• WORK ITEM: Repeat the data in full. Every line must match.

%%

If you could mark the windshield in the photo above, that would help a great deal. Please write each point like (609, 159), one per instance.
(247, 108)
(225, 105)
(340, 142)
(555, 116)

%%

• WRITTEN REPLY:
If you could mark the windshield in the photo above, that would help a great deal. Please write each point like (609, 159), one per instance.
(247, 108)
(225, 105)
(340, 142)
(555, 116)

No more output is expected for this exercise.